### Kerjakan ini
Menurut kutipan bacaan tentang pembangunan karakter di bawah, mulai tahun pelajaran berapa kurikulum baru akan berlaku?

### Kutipan bacaan
○ ○ ○

Pembangunan karakter yang merupakan upaya perwujudan amanat Pancasila dan Pembukaan UUD 1945 dilatarbelakangi oleh realita permasalahan kebangsaan yang berkembang saat ini, seperti: disorientasi dan belum dihayatinya nilai-nilai Pancasila; keterbatasan perangkat kebijakan terpadu dalam mewujudkan nilai-nilai Pancasila; bergesernya nilai etika dalam kehidupan berbangsa dan bernegara; memudarnya kesadaran terhadap nilai-nilai budaya bangsa; ancaman disintegrasi bangsa; dan melemahnya kemandirian bangsa (Buku Induk Kebijakan Nasional Pembangunan Karakter Bangsa 2010-2025). Untuk mendukung perwujudan cita-cita pembangunan karakter sebagaimana diamanatkan dalam Pancasila dan Pembukaan UUD 1945 serta mengatasi permasalahan kebangsaan saat ini, maka Pemerintah menjadikan pembangunan karakter sebagai salah satu program prioritas pembangunan nasional. Semangat itu secara implisit ditegaskan dalam Rencana Pembangunan Jangka Panjang Nasional (RPJPN) tahun 2005-2025, di mana pendidikan karakter ditempatkan sebagai landasan untuk mewujudkan visi pembangunan nasional, yaitu “mewujudkan masyarakat berakhlak mulia, bermoral, beretika, berbudaya, dan beradab berdasarkan falsafah Pancasila.”
Terkait dengan upaya mewujudkan kurikulum baru menitikberatkan pada aspek perilaku, keterampilan dan pengembangan pengetahuan yang nantinya akan berlaku pada tahun pelajaran 2013/2014, sesungguhnya hal yang dimaksud itu sudah tertuang dalam fungsi dan tujuan pendidikan nasional, yaitu “Pendidikan nasional berfungsi mengembangkan dan membentuk watak serta peradaban bangsa yang bermartabat dalam rangka mencerdaskan kehidupan bangsa, bertujuan untuk berkembangnya potensi peserta didik agar menjadi manusia yang beriman dan bertakwa kepada Tuhan Yang Maha Esa, berakhlak mulia, sehat, berilmu, cakap, kreatif, mandiri, dan menjadi warga negara yang demokratis serta bertanggung jawab”  (Undang-Undang Republik Indonesia Nomor 20 Tahun 2003 tentang Sistem Pendidikan Nasional -UUSPN).

○ ○ ○

### Data yang diberikan
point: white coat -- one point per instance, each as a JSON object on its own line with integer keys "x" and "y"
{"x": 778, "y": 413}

○ ○ ○

### Hasil latihan
Tahun pelajaran 2013/2014.